* Textauszug:
Württembergischer Kunstverein
Im Feuerwerk der Verstrickungen
In vier „Konstellationen“ nähert sich der Württembergische Kunstverein Stuttgart der eigenen Geschichte. „Konstellation 2“ setzt das Prinzip der Überforderung fort. Passt das?

© wkv stuttgart
Iris Dressler und Hans D. Christ leiten gemeinsam den Württembergischen Kunstverein Stuttgart
Von Nikolai B. Forstbauer
Wo und womit beginnt eine Ausstellung zeitgenössischer Kunst? Auch danach fragen Iris Dressler und Hans D. Christ, wenn sie als Leitungsduo des Württembergischen Kunstvereins Stuttgart über sich ständig erweiternde Blicke zurück in die 2027 200-jährige Kunstvereinsgeschichte ein Feuerwerk der Verstrickungen zünden. Monarchie, Kolonialismus, Nationalismus und Nationalsozialismus sind Stichworte, die eine Gegenrede provozieren. Dressler und Christ benennen drei Eckpunkte: „die Konstitution des (weißen, männlichen) Bürgers als Souverän, der Freiheit der Kunst und der Nationenbildung“.
Mit „Konstellation 2“ ist im Vierecksaal des Kunstgebäudes Stuttgart der zweite Teil einer Ausstellungsreihe zu sehen, „die mögliche Anschlüsse zwischen Vergangenheit, Gegenwart und Zukunft reflektiert“. Erneut als „offenes Arrangement zwischen Ausstellung, Archiv und Werkstatt.“ Und ja – dieses Arrangement „ist vom Suchen, Sichten, Hinterfragen, von Lücken, Unerwartetem, Vorläufigem und neuen Fragen geprägt“.
Das Suchen und das Finden haben es in sich. Etwa, wenn sich mit Yvonne P. Doderers Diagramm „In/Visibel“ von 2018 die Bau- und Abrissgeschichte des von Erich Mendelsohn konzipierten, 1928 eröffneten Kaufhauses von Salman und Simon Schocken zwischen Weimarer Republik, heraufziehendem und dann herrschendem Nationalsozialismus sowie demokratischem Neuanfang zu einer sich immer weiter verzweigenden Analyse nur zu gern verdrängter Beteiligung der Gesellschaft an der Anbahnung und Sicherung Hitler-Deutschlands auswächst.

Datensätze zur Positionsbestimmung
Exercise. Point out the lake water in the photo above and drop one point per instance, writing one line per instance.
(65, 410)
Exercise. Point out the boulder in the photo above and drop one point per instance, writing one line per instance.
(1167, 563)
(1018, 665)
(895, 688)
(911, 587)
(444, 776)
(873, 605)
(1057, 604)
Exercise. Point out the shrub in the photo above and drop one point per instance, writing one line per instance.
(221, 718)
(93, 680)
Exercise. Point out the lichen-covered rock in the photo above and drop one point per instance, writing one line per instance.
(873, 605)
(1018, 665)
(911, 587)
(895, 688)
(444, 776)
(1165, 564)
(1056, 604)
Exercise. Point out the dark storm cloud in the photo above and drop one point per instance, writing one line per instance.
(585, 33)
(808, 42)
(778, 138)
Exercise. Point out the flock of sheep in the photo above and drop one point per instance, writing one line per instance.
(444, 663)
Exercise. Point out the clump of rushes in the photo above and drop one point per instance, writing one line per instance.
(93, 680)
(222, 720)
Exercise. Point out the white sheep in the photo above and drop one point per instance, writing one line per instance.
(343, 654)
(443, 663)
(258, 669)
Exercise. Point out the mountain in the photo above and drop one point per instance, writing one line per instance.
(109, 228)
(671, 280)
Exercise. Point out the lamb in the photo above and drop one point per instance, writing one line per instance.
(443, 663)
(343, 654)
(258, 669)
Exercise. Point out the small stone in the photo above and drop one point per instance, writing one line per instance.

* Aufgabe 1: Prüfe bitte, ob die folgenden Aussagen mit dem Textauszug übereinstimmen, und antworte jeweils mit Ja oder Nein samt den entscheidenden Worten des Textauszugs als wörtlichem Zitat: (a) Die Geschichte des Kunstvereins wird 2027 200 Jahre umfassen. (b) „Konstellation 2“ ist im Vierecksaal des Kunstgebäudes Stuttgart zu sehen. (c) Das Kaufhaus Schocken wurde von Yvonne P. Doderer konzipiert.
* Aufgabe 2: In wie vielen „Konstellationen“ nähert sich der Württembergische Kunstverein Stuttgart laut Textauszug der eigenen Geschichte?

* Erwartete Antwort 1:
(a) Ja: „in die 2027 200-jährige Kunstvereinsgeschichte“
(b) Ja: „Mit „Konstellation 2“ ist im Vierecksaal des Kunstgebäudes Stuttgart der zweite Teil einer Ausstellungsreihe zu sehen“
(c) Nein: „des von Erich Mendelsohn konzipierten, 1928 eröffneten Kaufhauses“

* Erwartete Antwort 2: In vier.